--- begin Excerpted data ---

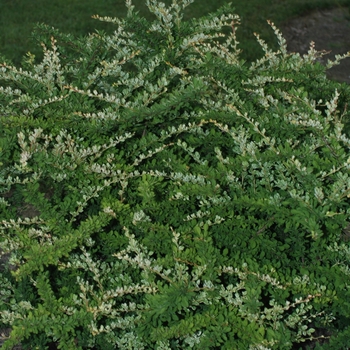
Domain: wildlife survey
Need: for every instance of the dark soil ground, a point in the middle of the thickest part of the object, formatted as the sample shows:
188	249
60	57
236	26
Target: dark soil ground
330	30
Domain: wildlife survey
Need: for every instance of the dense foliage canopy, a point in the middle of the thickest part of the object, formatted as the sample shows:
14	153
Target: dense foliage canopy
157	192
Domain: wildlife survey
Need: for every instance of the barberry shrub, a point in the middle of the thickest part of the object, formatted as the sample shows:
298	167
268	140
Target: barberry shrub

--- end Excerpted data ---

_Set exercise_
Return each line of the records that contains the string "formatted". The match is case-sensitive.

_Final result_
Need: for every instance of the dark soil ground, a point in the middle of the thickest part of the object, formatted as the sample shows:
Need: for every instance of the dense foliage canopy, a point in the middle of the thickest part of the object, formatted as the sample shows:
Need: for every instance of the barberry shrub, a point in the middle of the thickest part of the object, formatted as the sample shows:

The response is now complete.